Reproduce the entries word for word, starting with the line that contains "Can you find the blurred" and continuing through the end of the entries. Leave the pictures out of your answer.

Location identification entries:

▬▬▬▬▬▬

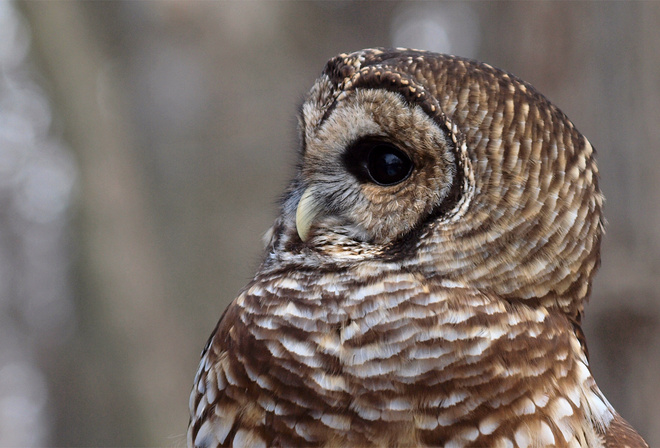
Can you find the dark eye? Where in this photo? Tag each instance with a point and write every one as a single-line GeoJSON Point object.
{"type": "Point", "coordinates": [378, 161]}
{"type": "Point", "coordinates": [387, 164]}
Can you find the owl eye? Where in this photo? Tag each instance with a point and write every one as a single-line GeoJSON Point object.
{"type": "Point", "coordinates": [388, 165]}
{"type": "Point", "coordinates": [379, 162]}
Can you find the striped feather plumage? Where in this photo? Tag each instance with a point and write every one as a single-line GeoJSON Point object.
{"type": "Point", "coordinates": [442, 310]}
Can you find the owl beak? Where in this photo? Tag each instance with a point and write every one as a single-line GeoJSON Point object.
{"type": "Point", "coordinates": [307, 211]}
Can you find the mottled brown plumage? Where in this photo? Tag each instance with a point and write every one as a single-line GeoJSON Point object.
{"type": "Point", "coordinates": [425, 282]}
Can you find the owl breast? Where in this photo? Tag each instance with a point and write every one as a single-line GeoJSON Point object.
{"type": "Point", "coordinates": [394, 360]}
{"type": "Point", "coordinates": [425, 281]}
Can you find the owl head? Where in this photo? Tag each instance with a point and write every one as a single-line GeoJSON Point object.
{"type": "Point", "coordinates": [446, 167]}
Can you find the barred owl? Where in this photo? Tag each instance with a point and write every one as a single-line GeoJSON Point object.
{"type": "Point", "coordinates": [425, 281]}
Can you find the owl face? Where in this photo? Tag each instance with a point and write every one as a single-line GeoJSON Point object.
{"type": "Point", "coordinates": [374, 168]}
{"type": "Point", "coordinates": [447, 167]}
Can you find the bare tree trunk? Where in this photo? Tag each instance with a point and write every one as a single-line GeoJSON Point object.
{"type": "Point", "coordinates": [122, 306]}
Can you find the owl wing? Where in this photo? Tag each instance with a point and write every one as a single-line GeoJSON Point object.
{"type": "Point", "coordinates": [219, 397]}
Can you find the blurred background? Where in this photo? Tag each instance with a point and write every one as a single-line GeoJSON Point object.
{"type": "Point", "coordinates": [143, 146]}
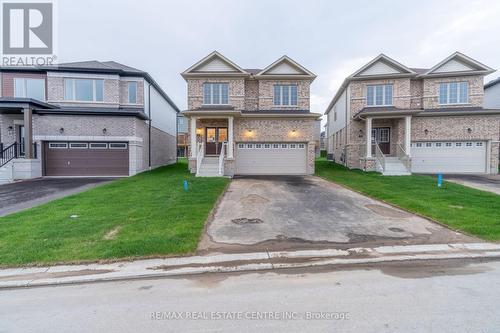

▬▬▬▬▬▬

■ **WRITTEN RESPONSE**
Can you find the blurred background? Where in this photo? Tag each instance with a point and write every one as a single-line GeoJSON Point object.
{"type": "Point", "coordinates": [143, 146]}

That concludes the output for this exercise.